Work to complete –
1. Do these statements agree with the article on St Thomas in south India? Answer yes or no for each and quote the words of the article that decide it: (a) The belief among Kerala's Christians is a modern tradition. (b) Gregory of Tours himself met Christians in southern India. (c) Kerala is called the greenest state in India.
2. Which plants does the article on St Thomas in south India name in its description of Kerala's landscape? List every one.
3. According to the article on St Thomas in south India, why do the trees close in around you as you drift up Kerala's waterways?

Extract –
┌────────

I thought that it might be of interest:

---------------------------------------------------

Guardian, Saturday April 15, 2000
The incredible journey
Did St Thomas found a church in south India?
William Dalrymple unravels a Christian mystery

The rains come to Kerala for months at a time. It is
the greenest state in India: hot and humid, still and
brooding. The soil is so fertile that as you drift up
the lotus-choked waterways, the trees close in around
you, as twisting tropical fan vaults of palm and
bamboo arch together in the forest canopy. Mango trees
hang heavy over the fishermen's skiffs; pepper vines
creep through the fronds of the waterside papaya
orchards.

 In this country live a people who believe that St
Thomas - the apostle of Jesus who famously refused to
believe in the resurrection "until I have placed my
hands in the holes left by the nails and the wound
left by the spear" - came to India from Palestine
after the Resurrection, and that he baptised their
ancestors. Moreover, this is not a modern tradition:
it has been the firm conviction of the Christians here
since at least the sixth century AD.

 In 594 AD, the French monastic chronicler Gregory of
Tours met a wandering Greek monk who reported that, in
southern India, he had met Christians who had told him
about St Thomas's missionary journey to India and who
had shown him the tomb of the apostle. Over the
centuries to come, almost every western traveller to
southern India, from Marco Polo to the first
Portuguese conquistadors, reported the same story.

└────────

Entries supplied –

┌────────

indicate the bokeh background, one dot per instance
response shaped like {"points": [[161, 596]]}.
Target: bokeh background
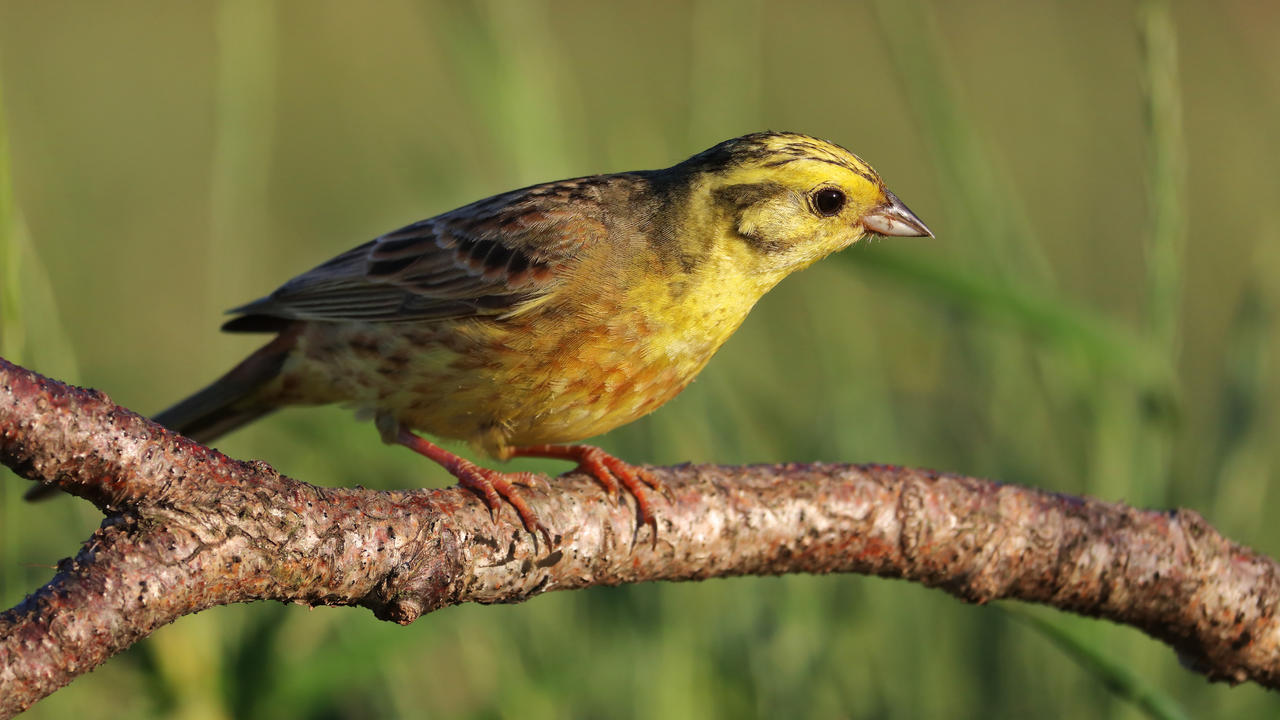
{"points": [[1097, 314]]}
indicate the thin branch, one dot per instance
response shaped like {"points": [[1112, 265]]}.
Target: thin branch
{"points": [[188, 528]]}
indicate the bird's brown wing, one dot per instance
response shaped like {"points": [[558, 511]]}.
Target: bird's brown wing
{"points": [[483, 259]]}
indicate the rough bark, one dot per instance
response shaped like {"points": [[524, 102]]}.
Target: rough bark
{"points": [[188, 528]]}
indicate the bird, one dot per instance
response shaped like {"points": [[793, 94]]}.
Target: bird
{"points": [[530, 320]]}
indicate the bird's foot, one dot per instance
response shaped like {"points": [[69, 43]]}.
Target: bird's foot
{"points": [[492, 486], [609, 472]]}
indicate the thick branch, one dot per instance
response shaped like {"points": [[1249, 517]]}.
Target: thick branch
{"points": [[188, 528]]}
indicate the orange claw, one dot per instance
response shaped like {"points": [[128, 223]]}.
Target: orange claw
{"points": [[492, 486], [607, 470]]}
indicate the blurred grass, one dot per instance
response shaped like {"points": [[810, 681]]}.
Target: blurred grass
{"points": [[1096, 315]]}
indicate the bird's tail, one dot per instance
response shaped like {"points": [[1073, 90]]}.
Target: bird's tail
{"points": [[232, 400]]}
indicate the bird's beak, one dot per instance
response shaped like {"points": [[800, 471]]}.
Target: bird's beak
{"points": [[895, 219]]}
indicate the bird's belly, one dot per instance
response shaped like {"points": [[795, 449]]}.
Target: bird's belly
{"points": [[498, 384]]}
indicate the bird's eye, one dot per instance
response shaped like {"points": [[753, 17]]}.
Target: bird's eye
{"points": [[828, 201]]}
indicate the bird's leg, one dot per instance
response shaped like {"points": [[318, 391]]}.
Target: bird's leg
{"points": [[607, 470], [492, 486]]}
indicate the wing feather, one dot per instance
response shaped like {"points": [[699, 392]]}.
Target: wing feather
{"points": [[483, 259]]}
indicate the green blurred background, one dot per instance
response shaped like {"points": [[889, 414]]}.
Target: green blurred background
{"points": [[1097, 314]]}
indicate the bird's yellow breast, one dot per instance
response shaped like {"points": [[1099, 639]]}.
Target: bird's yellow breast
{"points": [[617, 343]]}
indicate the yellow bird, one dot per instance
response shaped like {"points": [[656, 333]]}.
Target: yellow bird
{"points": [[549, 314]]}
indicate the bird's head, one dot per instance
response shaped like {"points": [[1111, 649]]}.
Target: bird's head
{"points": [[792, 199]]}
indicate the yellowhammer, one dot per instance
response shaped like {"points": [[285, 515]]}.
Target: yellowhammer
{"points": [[553, 313]]}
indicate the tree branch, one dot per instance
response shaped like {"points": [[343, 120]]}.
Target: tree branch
{"points": [[188, 528]]}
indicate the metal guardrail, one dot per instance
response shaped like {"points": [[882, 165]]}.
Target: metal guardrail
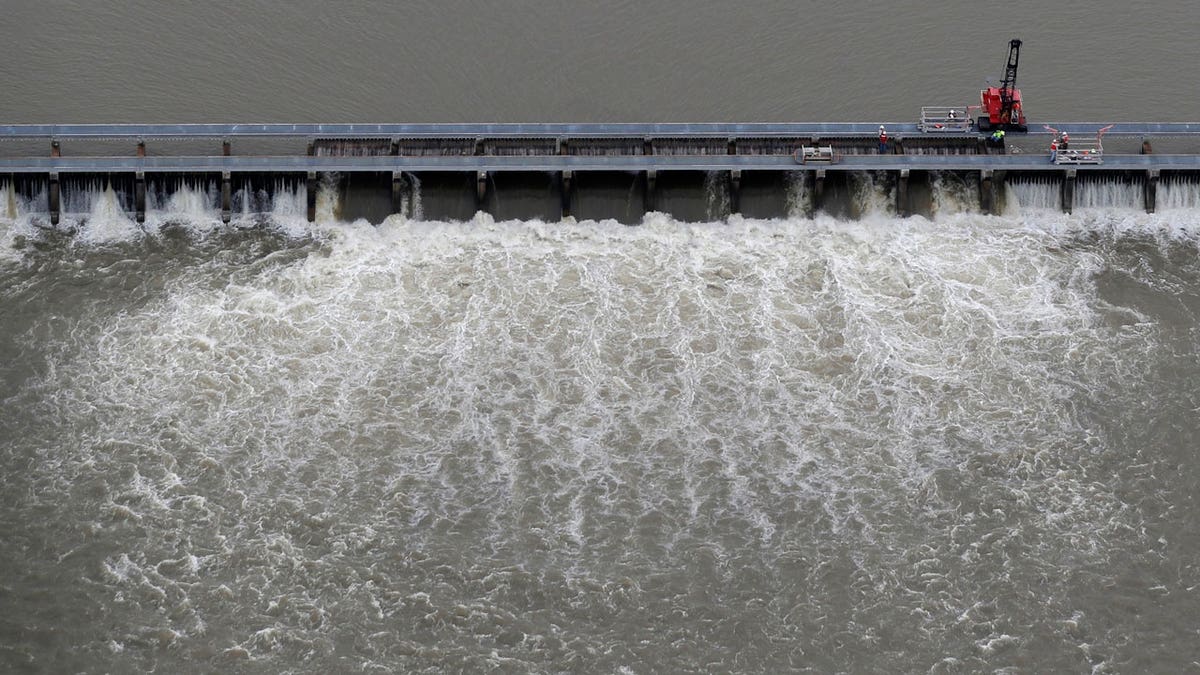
{"points": [[569, 162], [726, 130]]}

└────────

Set of answers –
1.
(a) No: "this is not a modern tradition: it has been the firm conviction of the Christians here since at least the sixth century AD."
(b) No: "Gregory of Tours met a wandering Greek monk who reported that, in southern India, he had met Christians"
(c) Yes: "It is the greenest state in India"

2. lotus, palm, bamboo, mango trees, pepper vines, papaya

3. The soil is so fertile that the trees close in around you as you drift up the lotus-choked waterways.